[START OF TEXT TO READ]
Hi Richard,
This is reworking of patch to extend fold_vec_perm to handle VLA vectors.
The attached patch unifies handling of VLS and VLA vector_csts, while
using fallback code
for ctors.

For VLS vector, the patch ignores underlying encoding, and
uses npatterns = nelts, and nelts_per_pattern = 1.

For VLA patterns, if sel has a stepped sequence, then it
only chooses elements from a particular pattern of a particular
input vector.

To make things simpler, the patch imposes following constraints:
(a) op0_npatterns, op1_npatterns and sel_npatterns are powers of 2.
(b) The step size for a stepped sequence is a power of 2, and
      multiple of npatterns of chosen input vector.
(c) Runtime vector length of sel is a multiple of sel_npatterns.
     So, we don't handle sel.length = 2 + 2x and npatterns = 4.

Eg:
op0, op1: npatterns = 2, nelts_per_pattern = 3
op0_len = op1_len = 16 + 16x.
sel = { 0, 0, 2, 0, 4, 0, ... }
npatterns = 2, nelts_per_pattern = 3.

For pattern {0, 2, 4, ...}
Let,
a1 = 2
S = step size = 2

Let Esel denote number of elements per pattern in sel at runtime.
Esel = (16 + 16x) / npatterns_sel
        = (16 + 16x) / 2
        = (8 + 8x)

So, last element of pattern:
ae = a1 + (Esel - 2) * S
     = 2 + (8 + 8x - 2) * 2
     = 14 + 16x

a1 /trunc arg0_len = 2 / (16 + 16x) = 0
ae /trunc arg0_len = (14 + 16x) / (16 + 16x) = 0
Since both are equal with quotient = 0, we select elements from op0.

Since step size (S) is a multiple of npatterns(op0), we select
all elements from same pattern of op0.
[END OF TEXT TO READ]
[START OF MATERIAL SHOWN]
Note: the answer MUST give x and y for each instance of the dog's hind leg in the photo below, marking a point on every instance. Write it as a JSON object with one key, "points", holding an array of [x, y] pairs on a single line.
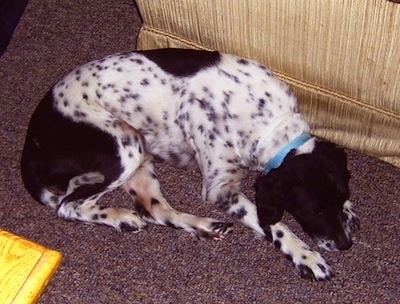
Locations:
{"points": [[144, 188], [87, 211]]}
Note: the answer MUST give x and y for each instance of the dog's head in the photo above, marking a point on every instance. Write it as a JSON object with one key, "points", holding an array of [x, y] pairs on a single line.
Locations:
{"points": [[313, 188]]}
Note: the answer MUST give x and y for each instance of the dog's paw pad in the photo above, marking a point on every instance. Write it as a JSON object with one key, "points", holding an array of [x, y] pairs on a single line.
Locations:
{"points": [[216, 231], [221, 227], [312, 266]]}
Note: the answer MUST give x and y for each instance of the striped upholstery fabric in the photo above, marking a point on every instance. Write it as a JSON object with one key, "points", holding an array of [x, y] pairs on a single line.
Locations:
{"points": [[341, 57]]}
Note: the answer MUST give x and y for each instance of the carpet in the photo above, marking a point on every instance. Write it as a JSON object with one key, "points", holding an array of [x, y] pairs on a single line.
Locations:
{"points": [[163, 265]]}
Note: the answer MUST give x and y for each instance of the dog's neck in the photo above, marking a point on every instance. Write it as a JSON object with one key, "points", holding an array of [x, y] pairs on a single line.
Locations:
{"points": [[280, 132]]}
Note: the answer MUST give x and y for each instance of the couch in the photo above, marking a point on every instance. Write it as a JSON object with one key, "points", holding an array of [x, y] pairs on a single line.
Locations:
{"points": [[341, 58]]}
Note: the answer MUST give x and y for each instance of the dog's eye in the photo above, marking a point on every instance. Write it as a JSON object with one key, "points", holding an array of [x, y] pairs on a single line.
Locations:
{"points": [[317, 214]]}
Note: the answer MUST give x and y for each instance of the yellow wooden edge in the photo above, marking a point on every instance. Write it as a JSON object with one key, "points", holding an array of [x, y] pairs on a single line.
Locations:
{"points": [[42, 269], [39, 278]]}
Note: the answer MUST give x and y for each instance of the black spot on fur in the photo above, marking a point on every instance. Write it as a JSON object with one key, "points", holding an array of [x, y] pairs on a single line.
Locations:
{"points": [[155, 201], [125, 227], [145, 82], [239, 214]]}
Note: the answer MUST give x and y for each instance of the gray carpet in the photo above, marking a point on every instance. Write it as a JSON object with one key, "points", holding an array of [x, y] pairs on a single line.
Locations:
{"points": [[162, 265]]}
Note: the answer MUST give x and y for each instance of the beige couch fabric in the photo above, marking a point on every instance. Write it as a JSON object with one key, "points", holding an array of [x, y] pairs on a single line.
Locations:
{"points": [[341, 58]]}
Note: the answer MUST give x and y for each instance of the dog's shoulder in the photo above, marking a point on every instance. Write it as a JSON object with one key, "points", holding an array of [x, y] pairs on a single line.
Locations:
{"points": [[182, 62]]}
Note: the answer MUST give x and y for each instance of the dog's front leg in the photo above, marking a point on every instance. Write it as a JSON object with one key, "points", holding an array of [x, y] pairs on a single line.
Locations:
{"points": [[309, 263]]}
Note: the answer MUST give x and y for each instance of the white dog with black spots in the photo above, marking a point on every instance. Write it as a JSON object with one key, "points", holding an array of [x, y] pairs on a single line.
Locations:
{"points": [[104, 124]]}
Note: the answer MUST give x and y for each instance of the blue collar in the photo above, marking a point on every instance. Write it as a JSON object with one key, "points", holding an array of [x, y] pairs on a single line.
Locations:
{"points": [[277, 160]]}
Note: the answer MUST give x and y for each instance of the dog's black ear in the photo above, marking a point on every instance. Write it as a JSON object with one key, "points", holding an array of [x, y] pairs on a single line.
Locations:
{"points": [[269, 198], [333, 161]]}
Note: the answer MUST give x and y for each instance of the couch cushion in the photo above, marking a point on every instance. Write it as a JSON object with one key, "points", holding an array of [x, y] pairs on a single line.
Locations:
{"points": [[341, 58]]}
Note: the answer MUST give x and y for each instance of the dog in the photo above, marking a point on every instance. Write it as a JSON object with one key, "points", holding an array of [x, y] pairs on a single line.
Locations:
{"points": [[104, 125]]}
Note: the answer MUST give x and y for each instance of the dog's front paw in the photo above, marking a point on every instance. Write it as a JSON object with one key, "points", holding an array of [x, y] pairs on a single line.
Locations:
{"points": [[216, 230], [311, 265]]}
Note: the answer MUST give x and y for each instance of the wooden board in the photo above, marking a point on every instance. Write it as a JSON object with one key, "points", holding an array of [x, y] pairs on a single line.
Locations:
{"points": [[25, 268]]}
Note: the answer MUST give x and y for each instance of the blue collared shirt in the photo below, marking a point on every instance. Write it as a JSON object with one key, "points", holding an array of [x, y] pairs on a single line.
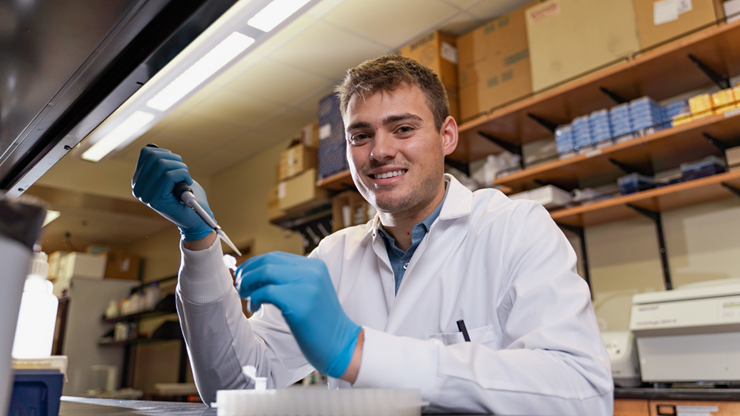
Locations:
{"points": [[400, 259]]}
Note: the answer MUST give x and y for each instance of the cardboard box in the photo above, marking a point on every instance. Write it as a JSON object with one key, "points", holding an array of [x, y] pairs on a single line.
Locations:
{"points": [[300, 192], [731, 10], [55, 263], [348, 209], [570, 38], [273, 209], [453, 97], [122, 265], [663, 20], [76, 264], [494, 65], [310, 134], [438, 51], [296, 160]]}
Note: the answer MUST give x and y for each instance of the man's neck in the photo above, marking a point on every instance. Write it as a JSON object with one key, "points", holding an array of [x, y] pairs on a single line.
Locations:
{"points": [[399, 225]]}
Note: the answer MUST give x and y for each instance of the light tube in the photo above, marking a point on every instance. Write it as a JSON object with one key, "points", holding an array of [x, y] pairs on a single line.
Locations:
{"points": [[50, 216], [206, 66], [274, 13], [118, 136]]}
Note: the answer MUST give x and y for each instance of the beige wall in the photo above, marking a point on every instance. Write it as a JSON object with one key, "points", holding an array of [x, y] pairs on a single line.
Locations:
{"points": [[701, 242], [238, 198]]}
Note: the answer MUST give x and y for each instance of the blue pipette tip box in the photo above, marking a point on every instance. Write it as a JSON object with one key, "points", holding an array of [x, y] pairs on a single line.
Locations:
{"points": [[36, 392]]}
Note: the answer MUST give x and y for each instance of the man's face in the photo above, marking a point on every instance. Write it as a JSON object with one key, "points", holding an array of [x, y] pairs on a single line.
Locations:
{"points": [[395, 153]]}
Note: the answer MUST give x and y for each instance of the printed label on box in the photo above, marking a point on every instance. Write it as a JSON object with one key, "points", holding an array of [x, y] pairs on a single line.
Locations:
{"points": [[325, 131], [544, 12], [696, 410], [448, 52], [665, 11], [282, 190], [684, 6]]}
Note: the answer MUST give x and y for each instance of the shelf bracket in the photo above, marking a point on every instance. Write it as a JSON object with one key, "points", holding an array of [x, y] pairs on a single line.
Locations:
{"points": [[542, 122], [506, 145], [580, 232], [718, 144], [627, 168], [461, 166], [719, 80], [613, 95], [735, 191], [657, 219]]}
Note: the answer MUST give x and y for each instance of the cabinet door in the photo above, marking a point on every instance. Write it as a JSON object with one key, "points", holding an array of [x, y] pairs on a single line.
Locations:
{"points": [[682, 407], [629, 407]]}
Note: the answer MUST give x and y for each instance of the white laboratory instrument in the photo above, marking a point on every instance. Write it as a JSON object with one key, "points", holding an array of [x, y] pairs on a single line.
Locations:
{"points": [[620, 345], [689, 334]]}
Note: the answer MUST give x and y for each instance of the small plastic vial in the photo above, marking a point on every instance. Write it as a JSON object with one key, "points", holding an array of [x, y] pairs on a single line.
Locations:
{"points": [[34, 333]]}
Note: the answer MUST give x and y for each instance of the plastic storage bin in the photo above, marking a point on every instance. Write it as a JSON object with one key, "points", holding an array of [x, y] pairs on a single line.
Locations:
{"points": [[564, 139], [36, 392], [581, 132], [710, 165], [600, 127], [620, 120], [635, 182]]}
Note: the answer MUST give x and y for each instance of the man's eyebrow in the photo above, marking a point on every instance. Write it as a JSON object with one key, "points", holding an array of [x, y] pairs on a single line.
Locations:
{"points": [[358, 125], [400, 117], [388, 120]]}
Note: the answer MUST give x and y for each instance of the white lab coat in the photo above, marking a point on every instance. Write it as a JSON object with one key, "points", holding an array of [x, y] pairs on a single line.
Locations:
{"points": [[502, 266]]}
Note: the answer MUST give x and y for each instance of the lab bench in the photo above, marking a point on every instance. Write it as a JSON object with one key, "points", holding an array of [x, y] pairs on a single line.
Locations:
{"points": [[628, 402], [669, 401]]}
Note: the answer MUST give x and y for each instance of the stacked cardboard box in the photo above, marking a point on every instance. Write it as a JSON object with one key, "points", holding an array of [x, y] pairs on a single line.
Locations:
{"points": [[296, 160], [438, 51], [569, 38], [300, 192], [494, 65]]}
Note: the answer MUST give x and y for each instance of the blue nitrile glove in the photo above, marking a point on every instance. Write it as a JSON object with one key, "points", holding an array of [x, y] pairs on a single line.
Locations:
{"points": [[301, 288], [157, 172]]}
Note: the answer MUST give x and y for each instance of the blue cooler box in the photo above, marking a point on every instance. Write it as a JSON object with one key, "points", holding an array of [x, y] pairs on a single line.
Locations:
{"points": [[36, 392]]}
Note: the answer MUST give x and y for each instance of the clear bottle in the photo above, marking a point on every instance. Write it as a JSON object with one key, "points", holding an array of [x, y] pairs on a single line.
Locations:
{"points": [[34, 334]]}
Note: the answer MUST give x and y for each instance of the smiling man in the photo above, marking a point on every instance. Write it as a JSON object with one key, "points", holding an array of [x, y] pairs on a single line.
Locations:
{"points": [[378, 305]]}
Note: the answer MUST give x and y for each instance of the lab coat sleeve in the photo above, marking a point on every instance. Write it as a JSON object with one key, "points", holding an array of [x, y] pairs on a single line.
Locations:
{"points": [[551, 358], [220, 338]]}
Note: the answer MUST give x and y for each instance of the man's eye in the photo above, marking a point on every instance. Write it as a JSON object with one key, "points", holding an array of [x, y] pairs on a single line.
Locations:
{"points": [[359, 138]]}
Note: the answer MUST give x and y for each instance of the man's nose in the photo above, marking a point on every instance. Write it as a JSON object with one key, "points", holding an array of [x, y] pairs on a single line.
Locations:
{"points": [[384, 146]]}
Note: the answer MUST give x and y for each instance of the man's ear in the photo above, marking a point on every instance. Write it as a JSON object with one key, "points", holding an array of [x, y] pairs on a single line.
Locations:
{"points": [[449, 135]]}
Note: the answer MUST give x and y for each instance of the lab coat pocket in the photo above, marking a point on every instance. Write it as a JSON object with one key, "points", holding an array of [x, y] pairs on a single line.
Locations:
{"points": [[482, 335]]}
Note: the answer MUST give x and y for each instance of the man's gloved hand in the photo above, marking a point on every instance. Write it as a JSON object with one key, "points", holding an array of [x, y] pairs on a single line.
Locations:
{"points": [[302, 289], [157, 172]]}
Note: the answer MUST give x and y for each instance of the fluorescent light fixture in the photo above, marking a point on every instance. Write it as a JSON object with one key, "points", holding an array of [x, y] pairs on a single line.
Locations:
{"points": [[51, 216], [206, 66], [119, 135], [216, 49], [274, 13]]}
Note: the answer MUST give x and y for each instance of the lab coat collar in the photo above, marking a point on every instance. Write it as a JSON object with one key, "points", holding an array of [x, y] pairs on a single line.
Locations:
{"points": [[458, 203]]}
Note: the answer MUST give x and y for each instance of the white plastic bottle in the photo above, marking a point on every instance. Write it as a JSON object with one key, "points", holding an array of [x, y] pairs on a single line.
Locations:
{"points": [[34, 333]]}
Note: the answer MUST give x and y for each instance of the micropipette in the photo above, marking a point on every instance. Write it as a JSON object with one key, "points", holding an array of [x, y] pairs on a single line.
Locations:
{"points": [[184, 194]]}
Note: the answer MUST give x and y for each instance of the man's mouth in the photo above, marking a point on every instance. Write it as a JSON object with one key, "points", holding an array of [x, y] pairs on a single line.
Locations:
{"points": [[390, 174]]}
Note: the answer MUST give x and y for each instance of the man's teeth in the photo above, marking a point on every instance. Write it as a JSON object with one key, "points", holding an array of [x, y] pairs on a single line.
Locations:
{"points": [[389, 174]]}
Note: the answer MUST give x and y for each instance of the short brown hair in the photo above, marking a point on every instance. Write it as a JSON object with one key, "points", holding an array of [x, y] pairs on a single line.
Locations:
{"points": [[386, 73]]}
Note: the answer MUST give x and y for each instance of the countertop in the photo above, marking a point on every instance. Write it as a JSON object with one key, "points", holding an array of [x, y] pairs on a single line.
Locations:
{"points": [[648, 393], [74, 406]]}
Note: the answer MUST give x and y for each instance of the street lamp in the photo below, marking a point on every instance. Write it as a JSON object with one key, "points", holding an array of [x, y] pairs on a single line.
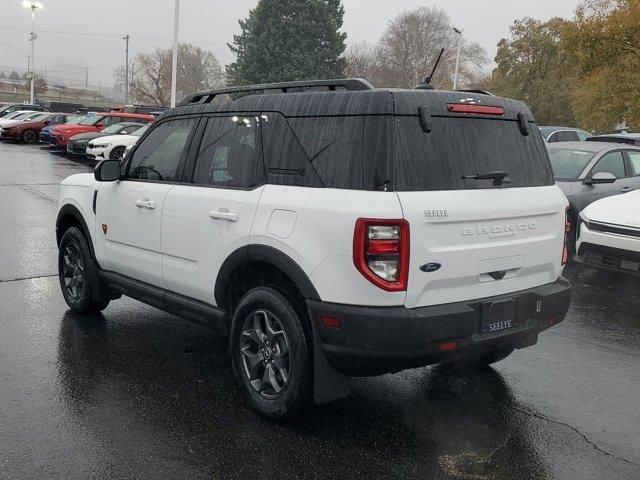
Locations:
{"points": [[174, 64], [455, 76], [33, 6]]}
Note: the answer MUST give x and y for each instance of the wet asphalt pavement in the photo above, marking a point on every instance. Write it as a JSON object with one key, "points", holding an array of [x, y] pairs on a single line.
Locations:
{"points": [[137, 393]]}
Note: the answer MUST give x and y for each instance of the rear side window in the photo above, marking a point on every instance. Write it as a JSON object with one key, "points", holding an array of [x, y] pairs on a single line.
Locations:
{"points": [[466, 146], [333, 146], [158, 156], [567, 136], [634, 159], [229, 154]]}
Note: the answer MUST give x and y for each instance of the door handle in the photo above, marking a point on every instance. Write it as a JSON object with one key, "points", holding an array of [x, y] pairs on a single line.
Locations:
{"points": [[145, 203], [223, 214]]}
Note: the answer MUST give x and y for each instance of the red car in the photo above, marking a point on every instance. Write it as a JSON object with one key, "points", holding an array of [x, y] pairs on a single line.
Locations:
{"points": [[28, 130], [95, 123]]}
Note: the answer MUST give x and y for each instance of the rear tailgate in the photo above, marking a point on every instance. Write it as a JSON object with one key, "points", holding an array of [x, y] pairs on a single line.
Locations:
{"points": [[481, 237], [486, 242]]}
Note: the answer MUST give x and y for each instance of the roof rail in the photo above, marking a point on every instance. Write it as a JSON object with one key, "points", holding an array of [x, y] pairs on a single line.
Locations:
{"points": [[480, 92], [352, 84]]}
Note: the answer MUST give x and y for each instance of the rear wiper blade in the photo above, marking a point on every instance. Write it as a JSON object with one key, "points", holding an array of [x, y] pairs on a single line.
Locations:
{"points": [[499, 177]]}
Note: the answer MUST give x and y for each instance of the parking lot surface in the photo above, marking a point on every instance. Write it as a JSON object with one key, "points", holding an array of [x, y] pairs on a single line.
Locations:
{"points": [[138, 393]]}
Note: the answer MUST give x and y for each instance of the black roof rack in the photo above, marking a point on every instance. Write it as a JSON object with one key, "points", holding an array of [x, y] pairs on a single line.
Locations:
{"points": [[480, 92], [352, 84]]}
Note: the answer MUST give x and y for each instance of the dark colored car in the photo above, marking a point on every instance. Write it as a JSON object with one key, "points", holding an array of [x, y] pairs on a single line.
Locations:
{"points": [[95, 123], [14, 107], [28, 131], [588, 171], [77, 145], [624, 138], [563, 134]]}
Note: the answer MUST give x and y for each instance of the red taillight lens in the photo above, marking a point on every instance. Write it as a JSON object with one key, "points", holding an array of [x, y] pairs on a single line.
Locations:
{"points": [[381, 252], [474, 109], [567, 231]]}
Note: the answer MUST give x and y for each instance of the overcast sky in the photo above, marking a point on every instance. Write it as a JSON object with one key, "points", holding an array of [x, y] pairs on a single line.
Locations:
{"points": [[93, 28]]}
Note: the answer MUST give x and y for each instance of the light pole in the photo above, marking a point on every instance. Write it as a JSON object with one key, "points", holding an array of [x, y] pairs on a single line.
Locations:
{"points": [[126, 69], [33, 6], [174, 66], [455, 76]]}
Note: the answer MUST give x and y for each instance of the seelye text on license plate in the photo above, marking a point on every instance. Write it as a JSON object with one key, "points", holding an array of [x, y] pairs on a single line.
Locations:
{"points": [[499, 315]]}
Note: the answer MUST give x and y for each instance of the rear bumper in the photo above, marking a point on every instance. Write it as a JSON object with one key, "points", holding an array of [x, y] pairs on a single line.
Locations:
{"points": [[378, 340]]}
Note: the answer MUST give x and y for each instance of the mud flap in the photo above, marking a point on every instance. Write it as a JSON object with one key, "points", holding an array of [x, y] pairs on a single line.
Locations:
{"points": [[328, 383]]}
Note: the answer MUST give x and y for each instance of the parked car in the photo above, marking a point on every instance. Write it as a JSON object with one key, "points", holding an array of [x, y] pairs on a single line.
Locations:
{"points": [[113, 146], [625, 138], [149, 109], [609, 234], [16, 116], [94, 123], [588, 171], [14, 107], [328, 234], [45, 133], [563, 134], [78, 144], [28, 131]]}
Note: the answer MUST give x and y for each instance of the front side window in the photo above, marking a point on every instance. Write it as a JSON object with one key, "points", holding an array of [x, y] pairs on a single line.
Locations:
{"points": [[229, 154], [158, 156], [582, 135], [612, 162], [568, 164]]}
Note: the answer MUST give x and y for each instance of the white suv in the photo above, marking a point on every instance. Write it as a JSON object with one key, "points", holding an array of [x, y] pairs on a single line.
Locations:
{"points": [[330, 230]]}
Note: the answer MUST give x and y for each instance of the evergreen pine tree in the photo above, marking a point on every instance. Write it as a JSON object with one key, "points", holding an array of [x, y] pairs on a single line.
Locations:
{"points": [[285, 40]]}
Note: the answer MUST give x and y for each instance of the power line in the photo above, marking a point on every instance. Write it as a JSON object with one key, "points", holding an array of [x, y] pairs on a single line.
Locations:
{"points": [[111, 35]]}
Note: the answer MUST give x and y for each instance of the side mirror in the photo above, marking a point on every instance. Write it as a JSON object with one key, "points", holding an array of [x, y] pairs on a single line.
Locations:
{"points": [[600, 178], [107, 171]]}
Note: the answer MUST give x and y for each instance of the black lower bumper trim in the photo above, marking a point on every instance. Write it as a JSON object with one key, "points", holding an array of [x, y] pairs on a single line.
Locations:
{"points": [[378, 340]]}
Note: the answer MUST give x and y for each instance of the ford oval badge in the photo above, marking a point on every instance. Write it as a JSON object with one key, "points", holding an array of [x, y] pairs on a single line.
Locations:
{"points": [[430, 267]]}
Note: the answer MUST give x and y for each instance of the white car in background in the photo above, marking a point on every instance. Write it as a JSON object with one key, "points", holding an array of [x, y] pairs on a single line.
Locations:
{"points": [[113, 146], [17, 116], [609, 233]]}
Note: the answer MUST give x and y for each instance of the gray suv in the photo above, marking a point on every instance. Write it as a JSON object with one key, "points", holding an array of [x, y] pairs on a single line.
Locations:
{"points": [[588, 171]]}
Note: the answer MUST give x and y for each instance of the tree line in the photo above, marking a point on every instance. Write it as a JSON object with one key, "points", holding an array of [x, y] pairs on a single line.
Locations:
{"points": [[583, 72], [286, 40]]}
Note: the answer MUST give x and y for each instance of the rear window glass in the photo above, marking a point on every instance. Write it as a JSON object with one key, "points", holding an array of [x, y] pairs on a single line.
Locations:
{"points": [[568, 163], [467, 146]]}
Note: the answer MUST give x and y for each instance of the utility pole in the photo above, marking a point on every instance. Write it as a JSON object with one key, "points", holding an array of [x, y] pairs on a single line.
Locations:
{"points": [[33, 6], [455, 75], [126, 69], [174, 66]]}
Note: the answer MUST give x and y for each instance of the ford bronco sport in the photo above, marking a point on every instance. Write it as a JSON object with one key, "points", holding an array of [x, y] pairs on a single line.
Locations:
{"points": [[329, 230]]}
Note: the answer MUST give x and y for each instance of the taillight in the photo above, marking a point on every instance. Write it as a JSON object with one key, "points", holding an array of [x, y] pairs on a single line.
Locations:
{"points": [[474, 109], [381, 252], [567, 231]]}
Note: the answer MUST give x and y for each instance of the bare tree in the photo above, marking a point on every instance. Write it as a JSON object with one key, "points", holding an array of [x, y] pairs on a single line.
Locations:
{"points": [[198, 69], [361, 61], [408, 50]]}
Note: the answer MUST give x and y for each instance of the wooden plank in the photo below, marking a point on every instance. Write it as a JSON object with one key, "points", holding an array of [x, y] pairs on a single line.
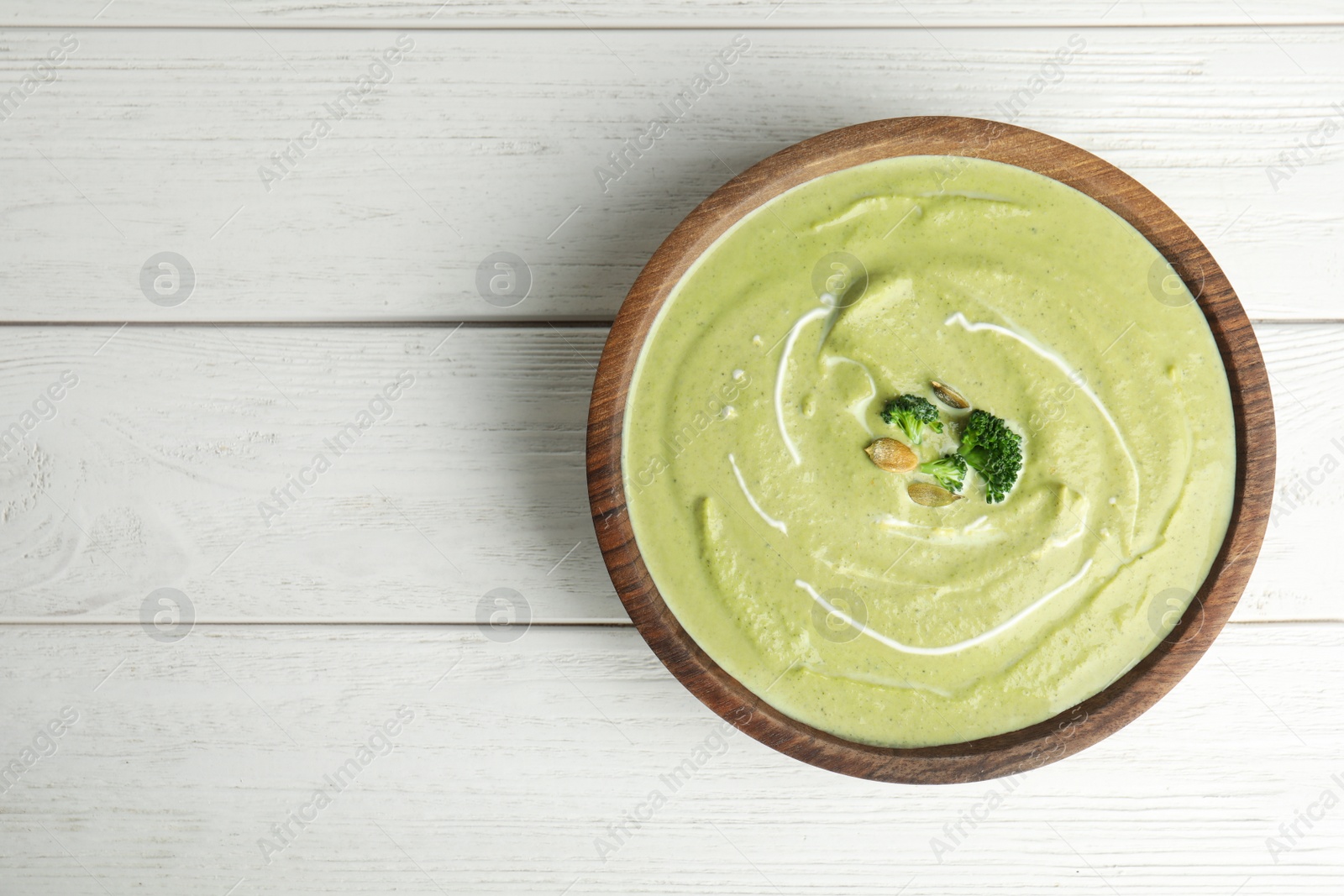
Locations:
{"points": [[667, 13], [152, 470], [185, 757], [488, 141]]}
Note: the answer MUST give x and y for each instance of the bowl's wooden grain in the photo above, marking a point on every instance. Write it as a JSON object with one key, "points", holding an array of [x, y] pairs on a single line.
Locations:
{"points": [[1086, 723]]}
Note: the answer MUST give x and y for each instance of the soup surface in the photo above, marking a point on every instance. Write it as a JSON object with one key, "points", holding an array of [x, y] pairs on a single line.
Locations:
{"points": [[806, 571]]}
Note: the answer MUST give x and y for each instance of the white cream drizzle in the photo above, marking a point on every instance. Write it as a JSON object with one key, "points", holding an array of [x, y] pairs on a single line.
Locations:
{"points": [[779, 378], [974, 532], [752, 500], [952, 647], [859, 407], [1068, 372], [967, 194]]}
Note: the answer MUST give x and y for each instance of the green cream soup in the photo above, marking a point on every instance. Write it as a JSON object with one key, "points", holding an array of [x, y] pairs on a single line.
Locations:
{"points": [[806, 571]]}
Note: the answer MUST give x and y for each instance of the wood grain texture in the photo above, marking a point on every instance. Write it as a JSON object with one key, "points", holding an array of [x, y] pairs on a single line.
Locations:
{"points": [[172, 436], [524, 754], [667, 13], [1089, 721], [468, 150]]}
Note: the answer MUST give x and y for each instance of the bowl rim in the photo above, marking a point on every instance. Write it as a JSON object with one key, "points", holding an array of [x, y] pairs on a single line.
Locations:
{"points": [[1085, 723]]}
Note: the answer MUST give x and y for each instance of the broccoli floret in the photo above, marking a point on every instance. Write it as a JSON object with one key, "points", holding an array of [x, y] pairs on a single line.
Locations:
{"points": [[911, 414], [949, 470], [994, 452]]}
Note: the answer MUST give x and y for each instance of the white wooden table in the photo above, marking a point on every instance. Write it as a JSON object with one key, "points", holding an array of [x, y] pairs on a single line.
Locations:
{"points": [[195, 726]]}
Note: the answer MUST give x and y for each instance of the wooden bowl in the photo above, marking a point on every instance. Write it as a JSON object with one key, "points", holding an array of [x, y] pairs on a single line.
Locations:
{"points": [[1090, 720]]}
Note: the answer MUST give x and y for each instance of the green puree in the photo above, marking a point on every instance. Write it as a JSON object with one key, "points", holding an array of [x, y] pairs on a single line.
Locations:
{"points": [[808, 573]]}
[END OF MATERIAL SHOWN]
== GIVEN REQUEST ==
For each statement, state whether it agrees with the patch message. Answer yes or no and quote the words that settle it: 1. For VLS vectors, the patch sets nelts_per_pattern to 1. 2. The patch requires the step size of a stepped sequence to be an odd number. 3. In the worked example, elements are selected from op1. The material has no role in this exercise.

== OUTPUT BELOW ==
1. Yes: "uses npatterns = nelts, and nelts_per_pattern = 1."
2. No: "The step size for a stepped sequence is a power of 2"
3. No: "we select elements from op0."